§ **EXERCISE INSTRUCTIONS**
State how many lines in the records below contain the string "roof", treating uppercase and lowercase as different. Give only the number.

§ **RECORD SET**
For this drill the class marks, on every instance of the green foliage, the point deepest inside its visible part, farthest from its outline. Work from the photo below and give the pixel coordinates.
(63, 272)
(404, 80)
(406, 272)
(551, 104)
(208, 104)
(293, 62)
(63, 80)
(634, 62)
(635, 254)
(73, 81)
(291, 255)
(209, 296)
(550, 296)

* * *

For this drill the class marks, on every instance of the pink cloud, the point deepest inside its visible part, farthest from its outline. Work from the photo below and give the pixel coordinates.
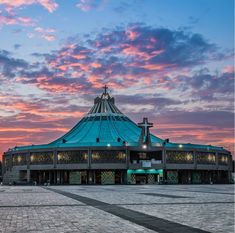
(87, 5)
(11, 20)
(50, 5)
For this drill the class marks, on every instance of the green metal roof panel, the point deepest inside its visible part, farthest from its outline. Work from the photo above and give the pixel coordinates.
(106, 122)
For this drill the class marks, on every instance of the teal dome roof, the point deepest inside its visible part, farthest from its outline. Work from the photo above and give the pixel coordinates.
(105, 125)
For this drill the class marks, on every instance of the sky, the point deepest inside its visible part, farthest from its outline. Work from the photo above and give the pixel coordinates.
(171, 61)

==

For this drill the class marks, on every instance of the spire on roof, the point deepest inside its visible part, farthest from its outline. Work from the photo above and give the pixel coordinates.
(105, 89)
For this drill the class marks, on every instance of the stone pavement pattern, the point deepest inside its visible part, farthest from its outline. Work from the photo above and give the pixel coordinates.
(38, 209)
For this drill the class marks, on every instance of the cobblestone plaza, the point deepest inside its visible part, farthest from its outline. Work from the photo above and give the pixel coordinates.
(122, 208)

§ **EXERCISE OUTPUT**
3